▸ **Problem**
Search the records below for "round"; copy each line that has it.

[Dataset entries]
****************************************
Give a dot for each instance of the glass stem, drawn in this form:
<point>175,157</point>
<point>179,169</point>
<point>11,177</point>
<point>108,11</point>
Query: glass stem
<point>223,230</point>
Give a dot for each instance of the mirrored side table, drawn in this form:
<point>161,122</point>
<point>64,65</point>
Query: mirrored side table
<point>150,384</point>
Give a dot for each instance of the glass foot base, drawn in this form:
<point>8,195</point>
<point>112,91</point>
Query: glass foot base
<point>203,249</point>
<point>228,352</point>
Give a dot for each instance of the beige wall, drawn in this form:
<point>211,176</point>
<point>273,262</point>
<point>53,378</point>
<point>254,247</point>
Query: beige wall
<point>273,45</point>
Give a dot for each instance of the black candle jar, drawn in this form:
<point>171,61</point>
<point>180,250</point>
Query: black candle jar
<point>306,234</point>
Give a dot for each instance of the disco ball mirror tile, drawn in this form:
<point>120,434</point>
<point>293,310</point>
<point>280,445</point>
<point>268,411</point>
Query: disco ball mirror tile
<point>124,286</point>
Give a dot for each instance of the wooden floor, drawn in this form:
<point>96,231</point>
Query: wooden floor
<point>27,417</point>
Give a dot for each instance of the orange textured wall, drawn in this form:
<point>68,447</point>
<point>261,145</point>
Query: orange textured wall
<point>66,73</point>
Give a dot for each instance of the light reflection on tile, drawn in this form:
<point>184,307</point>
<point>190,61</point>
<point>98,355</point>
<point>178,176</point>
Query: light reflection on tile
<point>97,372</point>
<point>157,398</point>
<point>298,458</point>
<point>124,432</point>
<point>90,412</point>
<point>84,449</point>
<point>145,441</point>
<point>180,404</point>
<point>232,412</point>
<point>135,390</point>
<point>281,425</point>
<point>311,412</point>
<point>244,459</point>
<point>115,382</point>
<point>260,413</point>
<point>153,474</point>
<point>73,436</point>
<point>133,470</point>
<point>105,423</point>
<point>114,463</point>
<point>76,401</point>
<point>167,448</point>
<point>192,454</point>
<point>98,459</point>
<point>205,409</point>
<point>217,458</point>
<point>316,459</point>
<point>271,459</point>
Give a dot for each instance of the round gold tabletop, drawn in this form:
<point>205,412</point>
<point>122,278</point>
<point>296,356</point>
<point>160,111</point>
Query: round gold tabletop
****************************************
▸ **Expected output**
Give a dot for each instance of the round gold tabletop, drawn in this form:
Query: round gold tabletop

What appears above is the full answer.